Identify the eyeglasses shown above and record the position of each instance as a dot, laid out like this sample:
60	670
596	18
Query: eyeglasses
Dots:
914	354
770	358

——————————

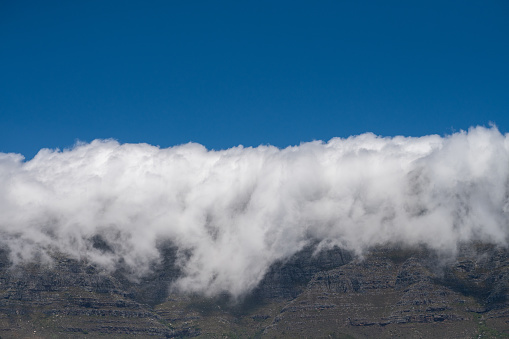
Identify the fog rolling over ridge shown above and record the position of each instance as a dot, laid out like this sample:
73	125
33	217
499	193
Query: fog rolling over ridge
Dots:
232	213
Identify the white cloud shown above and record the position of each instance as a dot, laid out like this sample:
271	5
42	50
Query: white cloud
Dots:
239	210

——————————

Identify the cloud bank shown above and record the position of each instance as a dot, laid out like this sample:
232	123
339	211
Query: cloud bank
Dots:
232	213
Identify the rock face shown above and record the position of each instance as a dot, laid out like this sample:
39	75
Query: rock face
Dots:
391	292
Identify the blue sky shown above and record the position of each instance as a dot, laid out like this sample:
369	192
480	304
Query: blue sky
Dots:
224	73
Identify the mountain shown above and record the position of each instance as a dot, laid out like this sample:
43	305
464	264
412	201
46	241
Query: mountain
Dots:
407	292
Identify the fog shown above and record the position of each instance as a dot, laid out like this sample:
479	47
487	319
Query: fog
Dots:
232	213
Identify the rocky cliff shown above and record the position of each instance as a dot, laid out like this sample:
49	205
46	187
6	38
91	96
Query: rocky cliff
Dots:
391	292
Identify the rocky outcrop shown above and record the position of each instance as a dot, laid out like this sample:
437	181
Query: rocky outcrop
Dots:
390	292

——————————

Work to complete -> Please gather every line in the data above that contains the word "eyeglasses", matching case exactly, and copy each one out in full.

Correct result ->
Identify the eyeglasses shown above and record the position of each instance as a dot, laid out like this sample:
Query: eyeglasses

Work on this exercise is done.